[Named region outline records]
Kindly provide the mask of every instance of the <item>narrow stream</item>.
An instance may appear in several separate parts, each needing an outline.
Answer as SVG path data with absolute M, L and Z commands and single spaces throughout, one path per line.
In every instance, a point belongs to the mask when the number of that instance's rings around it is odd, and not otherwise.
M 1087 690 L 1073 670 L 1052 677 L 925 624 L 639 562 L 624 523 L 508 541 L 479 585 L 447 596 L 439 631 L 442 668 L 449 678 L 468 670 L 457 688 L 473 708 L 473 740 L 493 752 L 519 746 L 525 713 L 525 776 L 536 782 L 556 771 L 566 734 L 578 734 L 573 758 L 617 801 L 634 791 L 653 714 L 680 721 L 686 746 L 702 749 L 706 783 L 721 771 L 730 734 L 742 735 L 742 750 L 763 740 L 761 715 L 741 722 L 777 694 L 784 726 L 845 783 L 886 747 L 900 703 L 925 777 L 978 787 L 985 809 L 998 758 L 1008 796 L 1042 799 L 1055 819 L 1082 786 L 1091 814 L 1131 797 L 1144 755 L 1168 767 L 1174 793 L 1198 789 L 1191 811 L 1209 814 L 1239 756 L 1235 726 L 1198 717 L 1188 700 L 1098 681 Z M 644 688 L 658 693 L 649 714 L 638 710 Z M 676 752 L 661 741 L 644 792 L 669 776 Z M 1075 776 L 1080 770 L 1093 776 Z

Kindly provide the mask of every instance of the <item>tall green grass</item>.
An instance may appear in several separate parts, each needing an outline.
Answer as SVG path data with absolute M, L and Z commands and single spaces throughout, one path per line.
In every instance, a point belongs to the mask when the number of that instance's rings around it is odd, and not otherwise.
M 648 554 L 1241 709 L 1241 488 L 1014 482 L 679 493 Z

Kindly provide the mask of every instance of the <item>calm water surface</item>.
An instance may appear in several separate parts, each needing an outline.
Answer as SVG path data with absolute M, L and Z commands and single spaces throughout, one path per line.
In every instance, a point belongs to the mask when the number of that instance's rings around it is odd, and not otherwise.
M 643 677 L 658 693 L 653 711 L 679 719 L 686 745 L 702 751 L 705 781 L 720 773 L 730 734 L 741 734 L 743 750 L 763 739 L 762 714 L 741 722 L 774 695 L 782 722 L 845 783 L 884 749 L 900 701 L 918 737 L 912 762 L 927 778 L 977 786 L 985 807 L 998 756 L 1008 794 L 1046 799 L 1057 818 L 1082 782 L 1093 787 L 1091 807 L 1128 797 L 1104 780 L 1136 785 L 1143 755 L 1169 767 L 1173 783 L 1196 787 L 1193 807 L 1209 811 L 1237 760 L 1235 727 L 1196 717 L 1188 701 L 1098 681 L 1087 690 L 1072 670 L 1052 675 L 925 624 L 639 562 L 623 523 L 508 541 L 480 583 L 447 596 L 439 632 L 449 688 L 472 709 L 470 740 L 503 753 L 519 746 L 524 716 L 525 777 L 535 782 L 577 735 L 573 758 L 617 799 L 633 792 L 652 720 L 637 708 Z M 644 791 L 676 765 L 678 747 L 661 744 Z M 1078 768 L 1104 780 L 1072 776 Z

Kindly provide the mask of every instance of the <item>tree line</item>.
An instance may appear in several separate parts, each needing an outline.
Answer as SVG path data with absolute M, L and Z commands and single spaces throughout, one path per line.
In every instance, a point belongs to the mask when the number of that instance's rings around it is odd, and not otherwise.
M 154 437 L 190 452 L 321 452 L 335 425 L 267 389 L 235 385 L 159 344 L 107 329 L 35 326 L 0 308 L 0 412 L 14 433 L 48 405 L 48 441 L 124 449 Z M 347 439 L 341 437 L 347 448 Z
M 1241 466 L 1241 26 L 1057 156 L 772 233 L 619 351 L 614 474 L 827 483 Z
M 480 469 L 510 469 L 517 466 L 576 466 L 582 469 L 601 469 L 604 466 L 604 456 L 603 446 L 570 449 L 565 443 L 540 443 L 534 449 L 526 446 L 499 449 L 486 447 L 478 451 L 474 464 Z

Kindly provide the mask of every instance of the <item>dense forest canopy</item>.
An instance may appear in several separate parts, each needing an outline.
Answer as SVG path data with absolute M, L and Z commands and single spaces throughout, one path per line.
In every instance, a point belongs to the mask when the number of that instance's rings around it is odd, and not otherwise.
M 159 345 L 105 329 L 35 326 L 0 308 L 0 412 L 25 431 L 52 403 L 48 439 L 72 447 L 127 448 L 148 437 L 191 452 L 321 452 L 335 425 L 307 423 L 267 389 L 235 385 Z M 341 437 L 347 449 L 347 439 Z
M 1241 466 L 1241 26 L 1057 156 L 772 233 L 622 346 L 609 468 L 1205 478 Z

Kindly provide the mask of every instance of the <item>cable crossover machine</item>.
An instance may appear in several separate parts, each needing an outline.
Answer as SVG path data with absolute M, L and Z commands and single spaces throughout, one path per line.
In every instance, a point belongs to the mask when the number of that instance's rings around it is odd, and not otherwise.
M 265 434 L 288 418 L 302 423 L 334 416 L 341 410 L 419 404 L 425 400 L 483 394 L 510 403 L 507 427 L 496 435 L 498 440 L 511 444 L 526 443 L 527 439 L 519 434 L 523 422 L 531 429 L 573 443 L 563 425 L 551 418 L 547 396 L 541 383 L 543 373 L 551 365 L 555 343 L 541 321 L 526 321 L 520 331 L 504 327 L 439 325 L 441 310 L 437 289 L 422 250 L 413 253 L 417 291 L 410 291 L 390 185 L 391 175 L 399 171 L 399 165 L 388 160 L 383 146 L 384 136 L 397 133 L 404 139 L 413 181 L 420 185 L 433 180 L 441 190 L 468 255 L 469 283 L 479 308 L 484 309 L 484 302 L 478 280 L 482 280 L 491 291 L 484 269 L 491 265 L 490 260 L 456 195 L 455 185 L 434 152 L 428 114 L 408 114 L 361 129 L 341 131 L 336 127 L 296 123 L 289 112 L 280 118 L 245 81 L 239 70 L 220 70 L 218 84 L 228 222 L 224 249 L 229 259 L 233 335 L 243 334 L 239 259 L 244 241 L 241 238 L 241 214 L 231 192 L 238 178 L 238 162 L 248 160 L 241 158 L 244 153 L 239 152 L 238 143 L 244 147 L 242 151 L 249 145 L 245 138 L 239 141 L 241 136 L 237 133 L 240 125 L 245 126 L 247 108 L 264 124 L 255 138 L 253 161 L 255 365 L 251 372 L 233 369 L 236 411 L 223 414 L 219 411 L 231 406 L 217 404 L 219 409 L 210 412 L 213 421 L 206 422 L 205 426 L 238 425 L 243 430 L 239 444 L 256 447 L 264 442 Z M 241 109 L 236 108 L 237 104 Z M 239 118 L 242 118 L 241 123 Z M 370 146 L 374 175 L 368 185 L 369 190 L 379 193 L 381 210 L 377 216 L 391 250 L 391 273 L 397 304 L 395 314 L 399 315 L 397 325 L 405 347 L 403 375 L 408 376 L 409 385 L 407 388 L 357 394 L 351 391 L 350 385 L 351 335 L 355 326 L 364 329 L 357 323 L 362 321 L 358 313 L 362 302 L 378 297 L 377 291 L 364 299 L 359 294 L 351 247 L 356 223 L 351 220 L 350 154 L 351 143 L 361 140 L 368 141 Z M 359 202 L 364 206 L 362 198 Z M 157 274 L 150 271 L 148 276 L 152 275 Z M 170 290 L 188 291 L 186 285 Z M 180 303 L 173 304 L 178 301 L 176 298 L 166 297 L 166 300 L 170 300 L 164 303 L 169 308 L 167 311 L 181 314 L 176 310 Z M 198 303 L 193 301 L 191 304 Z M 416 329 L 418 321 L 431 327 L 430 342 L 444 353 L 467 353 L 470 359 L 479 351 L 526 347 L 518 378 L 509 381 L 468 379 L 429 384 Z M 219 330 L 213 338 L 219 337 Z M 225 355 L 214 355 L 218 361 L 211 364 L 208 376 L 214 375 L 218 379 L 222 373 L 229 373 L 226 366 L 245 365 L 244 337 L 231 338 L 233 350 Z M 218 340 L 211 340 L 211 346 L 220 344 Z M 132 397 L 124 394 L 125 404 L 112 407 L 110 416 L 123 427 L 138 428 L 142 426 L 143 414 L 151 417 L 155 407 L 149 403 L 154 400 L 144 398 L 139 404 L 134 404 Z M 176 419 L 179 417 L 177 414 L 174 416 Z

- _WORK TO BE COMPLETED_
Write out the data again, starting at the line containing "Kindly provide the mask of every instance of the <item>tree" and ending at the line containing "L 1205 478 Z", with both of those lines included and the requests unchanged. Multiply every coordinate in the outline answers by 2.35 and round each result to the nearest whole number, rounding halves up.

- _RESULT_
Kindly provide the mask of every instance of the <item>tree line</item>.
An instance may appear in several separate parts, each needing an outline.
Answer as SVG path data with absolute M, L and Z commands and single spaces throughout, one path per line.
In every instance, a point belongs to the mask when the number of that instance's rings around it is odd, and not otherwise.
M 362 1027 L 447 1062 L 754 1062 L 787 999 L 627 914 L 552 905 L 374 808 L 251 773 L 82 766 L 0 724 L 0 968 L 33 1018 L 113 952 L 113 1036 L 291 1055 Z M 815 1032 L 801 1027 L 815 1053 Z
M 2916 1095 L 2916 61 L 2484 367 L 1814 548 L 1455 825 L 1443 1114 L 1943 1135 Z
M 1128 1102 L 1199 1102 L 1215 1095 L 1354 1095 L 1368 1102 L 1412 1102 L 1419 1095 L 1419 1072 L 1417 1048 L 1340 1055 L 1328 1041 L 1269 1041 L 1255 1055 L 1236 1048 L 1173 1055 L 1142 1050 L 1123 1060 L 1114 1090 Z

Kindly provide the mask of every instance of the <item>dense forest canopy</item>.
An instance may appear in several separate parts, each needing an outline.
Answer as SVG path data with absolute M, L and Z commands and single spaces throughout, one path per line.
In every instance, a point belongs to the mask when the number of that instance's rings around it is odd, and not otherwise.
M 374 811 L 247 773 L 82 766 L 0 724 L 0 968 L 59 1013 L 122 947 L 113 1032 L 169 1050 L 298 1053 L 348 1027 L 449 1062 L 754 1062 L 787 999 L 721 994 L 627 914 L 552 905 Z M 801 1027 L 815 1055 L 815 1032 Z
M 2916 1095 L 2916 61 L 2484 367 L 1814 548 L 1462 813 L 1431 1100 L 2832 1123 Z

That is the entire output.